● **Stored dataset items**
======

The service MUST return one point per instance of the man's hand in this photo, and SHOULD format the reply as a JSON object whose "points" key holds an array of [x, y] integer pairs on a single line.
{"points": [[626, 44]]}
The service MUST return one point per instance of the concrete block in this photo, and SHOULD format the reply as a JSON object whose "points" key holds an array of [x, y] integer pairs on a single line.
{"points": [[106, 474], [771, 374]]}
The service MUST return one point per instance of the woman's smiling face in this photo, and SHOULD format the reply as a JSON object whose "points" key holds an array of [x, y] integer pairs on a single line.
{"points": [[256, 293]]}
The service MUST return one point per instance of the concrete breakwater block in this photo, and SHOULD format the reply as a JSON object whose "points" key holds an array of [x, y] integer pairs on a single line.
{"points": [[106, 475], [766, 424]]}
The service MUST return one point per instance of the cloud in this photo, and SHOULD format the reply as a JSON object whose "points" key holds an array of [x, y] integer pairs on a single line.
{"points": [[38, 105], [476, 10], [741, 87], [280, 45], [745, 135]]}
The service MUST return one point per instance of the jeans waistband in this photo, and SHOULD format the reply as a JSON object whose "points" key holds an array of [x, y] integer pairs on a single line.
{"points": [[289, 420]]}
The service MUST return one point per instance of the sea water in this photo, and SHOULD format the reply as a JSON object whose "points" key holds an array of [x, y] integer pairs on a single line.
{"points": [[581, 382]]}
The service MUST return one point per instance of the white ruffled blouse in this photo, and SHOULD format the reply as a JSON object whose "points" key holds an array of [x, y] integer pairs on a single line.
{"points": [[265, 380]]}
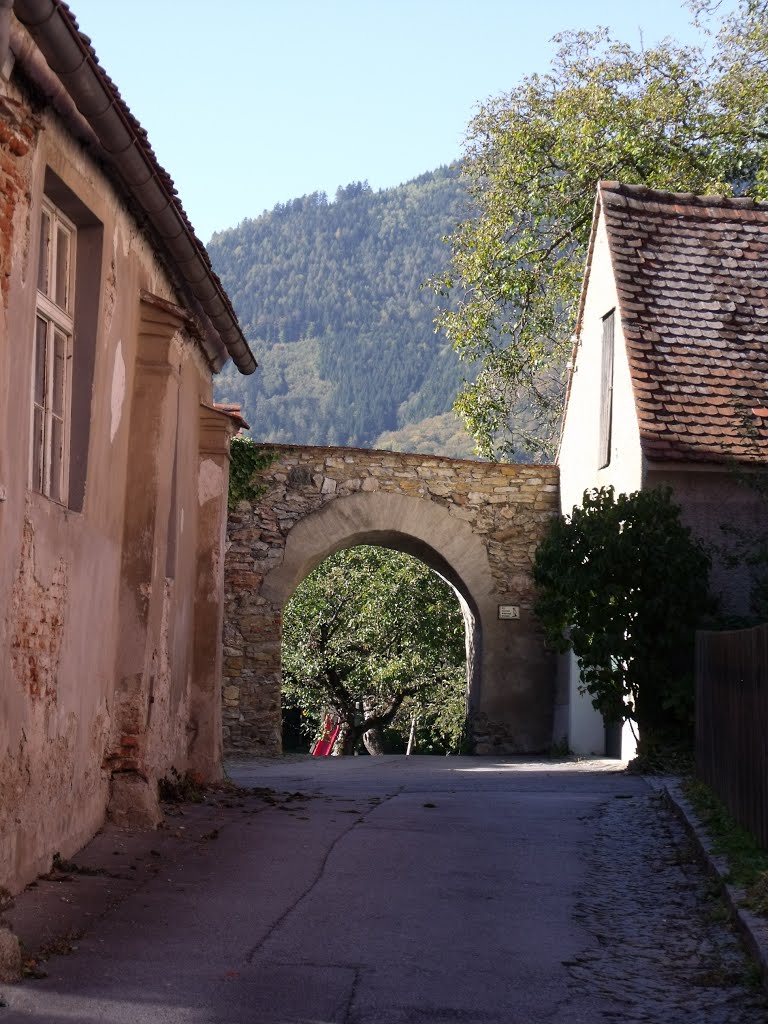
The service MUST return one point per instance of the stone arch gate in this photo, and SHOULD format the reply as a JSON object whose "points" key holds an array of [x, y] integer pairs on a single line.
{"points": [[475, 523]]}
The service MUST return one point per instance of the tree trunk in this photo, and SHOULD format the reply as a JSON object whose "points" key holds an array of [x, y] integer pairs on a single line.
{"points": [[374, 740], [346, 740]]}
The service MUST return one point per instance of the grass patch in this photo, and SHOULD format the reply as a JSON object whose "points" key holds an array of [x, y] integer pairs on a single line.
{"points": [[748, 861]]}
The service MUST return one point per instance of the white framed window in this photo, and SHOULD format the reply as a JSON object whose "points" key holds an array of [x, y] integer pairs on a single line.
{"points": [[606, 391], [54, 330]]}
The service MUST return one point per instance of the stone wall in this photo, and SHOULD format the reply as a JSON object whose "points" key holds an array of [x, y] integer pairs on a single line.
{"points": [[477, 523]]}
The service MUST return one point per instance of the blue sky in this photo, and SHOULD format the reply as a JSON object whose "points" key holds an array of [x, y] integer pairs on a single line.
{"points": [[252, 102]]}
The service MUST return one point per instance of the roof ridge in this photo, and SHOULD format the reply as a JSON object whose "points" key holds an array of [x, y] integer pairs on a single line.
{"points": [[638, 192]]}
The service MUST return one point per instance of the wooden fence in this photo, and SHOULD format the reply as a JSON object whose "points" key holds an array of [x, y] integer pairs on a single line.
{"points": [[732, 722]]}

======

Please rewrite the lines from the one containing "The service MUST return one point per instance of the wooden" through the end of the records, changing "wooden fence" to "iron railing" and leaving everything else the same.

● **Full answer**
The service MUST return one point per instance of the iron railing in this photo, and SHOULD format the reply as a JSON object whose "points" key holds an array of [x, y] integer pairs on a single line.
{"points": [[732, 722]]}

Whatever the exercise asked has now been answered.